• [Task directions]:
Below is a listing; repeat exactly the lines from the one containing "Target: stacked stone cairn" to the one containing "Target: white cloud", both included.

*** Opening of The data ***

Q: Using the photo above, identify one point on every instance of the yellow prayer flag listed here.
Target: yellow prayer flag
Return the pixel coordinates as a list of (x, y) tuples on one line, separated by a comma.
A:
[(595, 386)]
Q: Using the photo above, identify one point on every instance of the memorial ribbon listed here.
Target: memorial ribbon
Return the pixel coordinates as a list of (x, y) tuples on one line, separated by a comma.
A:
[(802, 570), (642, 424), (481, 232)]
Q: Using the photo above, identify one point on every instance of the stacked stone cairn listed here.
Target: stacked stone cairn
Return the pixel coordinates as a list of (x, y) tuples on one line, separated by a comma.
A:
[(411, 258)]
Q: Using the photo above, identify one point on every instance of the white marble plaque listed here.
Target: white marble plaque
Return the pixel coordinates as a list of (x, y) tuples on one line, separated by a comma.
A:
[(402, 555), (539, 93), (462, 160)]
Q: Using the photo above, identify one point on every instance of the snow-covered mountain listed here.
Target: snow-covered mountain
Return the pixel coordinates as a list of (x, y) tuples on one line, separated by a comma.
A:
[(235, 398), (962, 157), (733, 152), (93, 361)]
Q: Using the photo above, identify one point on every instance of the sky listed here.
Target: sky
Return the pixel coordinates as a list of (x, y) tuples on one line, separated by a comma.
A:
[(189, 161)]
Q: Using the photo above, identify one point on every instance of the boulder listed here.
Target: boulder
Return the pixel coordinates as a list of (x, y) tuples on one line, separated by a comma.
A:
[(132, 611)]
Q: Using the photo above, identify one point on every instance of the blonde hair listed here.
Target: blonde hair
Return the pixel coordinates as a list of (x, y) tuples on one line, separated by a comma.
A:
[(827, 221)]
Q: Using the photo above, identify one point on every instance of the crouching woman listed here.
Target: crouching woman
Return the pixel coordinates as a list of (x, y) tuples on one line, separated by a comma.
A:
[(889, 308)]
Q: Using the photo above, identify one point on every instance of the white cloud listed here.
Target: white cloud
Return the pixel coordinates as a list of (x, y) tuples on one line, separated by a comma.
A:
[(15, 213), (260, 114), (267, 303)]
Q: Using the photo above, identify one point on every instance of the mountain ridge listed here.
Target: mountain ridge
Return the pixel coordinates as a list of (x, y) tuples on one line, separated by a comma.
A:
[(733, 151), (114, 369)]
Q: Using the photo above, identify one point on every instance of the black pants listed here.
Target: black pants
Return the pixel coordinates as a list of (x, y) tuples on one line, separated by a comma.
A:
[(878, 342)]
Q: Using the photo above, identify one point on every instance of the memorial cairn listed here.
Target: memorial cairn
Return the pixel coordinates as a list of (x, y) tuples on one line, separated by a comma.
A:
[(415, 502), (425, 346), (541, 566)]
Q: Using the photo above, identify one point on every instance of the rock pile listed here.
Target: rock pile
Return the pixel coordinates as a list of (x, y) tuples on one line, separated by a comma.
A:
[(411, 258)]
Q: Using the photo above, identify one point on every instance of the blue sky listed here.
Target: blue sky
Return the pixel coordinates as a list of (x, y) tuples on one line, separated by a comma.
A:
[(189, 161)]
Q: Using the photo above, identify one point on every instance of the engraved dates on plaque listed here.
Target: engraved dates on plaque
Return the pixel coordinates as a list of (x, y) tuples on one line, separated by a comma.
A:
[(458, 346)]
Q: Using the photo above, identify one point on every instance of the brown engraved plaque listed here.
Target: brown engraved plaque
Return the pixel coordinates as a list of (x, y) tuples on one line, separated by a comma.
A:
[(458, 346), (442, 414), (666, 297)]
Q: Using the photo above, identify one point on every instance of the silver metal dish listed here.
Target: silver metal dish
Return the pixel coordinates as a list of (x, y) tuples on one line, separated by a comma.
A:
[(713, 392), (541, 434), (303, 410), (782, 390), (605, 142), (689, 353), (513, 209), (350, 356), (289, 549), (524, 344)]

*** Close of The data ***
*** Opening of The data ***

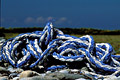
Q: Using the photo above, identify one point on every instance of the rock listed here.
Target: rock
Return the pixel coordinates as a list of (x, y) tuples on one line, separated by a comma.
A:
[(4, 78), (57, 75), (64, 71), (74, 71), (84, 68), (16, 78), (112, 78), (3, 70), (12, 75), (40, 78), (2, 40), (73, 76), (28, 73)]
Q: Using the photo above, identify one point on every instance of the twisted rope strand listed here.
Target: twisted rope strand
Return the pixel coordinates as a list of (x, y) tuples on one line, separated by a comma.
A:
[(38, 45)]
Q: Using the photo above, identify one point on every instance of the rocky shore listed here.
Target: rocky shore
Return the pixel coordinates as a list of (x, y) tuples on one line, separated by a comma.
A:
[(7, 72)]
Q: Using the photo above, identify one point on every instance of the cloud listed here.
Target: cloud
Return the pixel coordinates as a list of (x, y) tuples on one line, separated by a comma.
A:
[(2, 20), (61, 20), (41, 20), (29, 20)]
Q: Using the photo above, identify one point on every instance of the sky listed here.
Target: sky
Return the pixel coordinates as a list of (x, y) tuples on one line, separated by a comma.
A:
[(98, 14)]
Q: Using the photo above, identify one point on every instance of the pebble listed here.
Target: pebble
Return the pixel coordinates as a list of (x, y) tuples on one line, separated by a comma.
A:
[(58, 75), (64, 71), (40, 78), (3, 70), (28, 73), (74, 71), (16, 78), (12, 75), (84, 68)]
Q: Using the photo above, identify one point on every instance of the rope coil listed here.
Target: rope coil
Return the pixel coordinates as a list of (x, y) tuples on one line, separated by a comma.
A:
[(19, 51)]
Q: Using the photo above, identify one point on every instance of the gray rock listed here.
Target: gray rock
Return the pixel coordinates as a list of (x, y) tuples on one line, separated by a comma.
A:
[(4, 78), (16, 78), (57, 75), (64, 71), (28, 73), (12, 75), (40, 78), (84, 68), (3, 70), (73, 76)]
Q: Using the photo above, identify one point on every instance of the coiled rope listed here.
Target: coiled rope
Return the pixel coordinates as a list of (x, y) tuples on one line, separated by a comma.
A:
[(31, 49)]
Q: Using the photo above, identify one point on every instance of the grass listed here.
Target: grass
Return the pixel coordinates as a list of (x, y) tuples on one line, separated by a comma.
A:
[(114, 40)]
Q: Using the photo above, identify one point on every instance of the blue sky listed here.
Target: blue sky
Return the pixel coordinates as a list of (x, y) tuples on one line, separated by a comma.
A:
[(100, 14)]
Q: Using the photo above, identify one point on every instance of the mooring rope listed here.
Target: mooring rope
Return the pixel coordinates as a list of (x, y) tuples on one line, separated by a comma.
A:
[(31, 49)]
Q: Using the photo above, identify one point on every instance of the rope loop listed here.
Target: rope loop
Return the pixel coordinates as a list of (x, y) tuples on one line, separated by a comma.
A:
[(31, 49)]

*** Close of The data ***
*** Opening of The data ***

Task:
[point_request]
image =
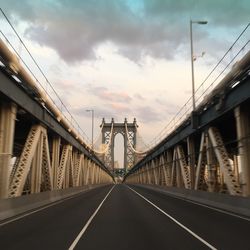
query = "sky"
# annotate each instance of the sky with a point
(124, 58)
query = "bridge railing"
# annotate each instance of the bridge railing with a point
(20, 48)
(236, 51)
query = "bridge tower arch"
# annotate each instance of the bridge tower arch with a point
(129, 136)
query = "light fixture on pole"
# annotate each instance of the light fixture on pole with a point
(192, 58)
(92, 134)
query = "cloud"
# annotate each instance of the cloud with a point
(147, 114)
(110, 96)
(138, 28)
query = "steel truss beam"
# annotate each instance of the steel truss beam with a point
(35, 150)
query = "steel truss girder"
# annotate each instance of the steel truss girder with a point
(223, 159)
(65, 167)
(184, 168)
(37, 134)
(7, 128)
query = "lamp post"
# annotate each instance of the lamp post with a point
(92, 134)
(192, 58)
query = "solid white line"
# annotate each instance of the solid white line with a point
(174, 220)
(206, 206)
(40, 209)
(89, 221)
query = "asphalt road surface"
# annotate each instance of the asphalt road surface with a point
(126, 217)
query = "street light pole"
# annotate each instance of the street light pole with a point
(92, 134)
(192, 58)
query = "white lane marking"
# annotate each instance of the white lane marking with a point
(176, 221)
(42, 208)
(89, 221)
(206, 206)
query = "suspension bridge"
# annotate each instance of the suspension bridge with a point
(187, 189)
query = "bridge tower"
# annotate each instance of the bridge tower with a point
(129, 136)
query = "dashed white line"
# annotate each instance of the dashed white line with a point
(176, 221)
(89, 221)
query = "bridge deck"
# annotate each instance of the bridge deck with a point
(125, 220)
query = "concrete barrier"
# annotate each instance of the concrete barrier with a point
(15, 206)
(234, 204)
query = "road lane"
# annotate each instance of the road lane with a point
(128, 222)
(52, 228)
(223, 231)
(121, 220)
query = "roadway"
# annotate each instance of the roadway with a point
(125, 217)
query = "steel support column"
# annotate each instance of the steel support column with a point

*** Close of The data ***

• [Solved problem]:
Target: stacked stone cairn
Return the pixel coordinates as a list of (x, y) tuples on one line, separated by a comma.
A:
[(411, 258)]
Q: Using the photo above, identify one point on every instance of the white marble plaque listed here.
Target: white marble plaque
Return the pixel coordinates as a list of (x, y) tuples on one line, separated by a comma.
A:
[(402, 555), (539, 93), (462, 160)]
Q: Using the photo above, identify one point on every instance of the snow-covered mountain listed here.
Target: snow-covered mountain
Return the pixel coordinates as a list of (x, y) tuples on one line, separated by a comma.
A:
[(235, 398), (962, 157), (733, 152), (93, 361)]
Q: Using the photo above, identify one point on every instance of the sky listed here.
Target: sky
Return the pixel coordinates as a list of (x, y) tuples on one line, separated by a comma.
A:
[(189, 161)]
Q: Using the photo above, identify one point on every instance of the boulder listed here.
Target: boulder
Return the pixel coordinates as a list of (x, y) tuples on one line, separated by a comma.
A:
[(132, 611)]
Q: Using the photo above, identify one point on every instance of the blonde hair listed here.
Target: blonde hair
Return the pixel coordinates as a list of (x, y) tuples on one line, separated by a comma.
A:
[(827, 221)]
Q: Using the photo above, identify one point on every instance of the crouching woman listed here.
Target: crouching woman
Return the pixel coordinates as a list of (x, y) tuples on one line, separated by a comma.
A:
[(889, 308)]
Q: Using the photo above, identify one point on every instance of the white cloud listed here.
Target: white cloud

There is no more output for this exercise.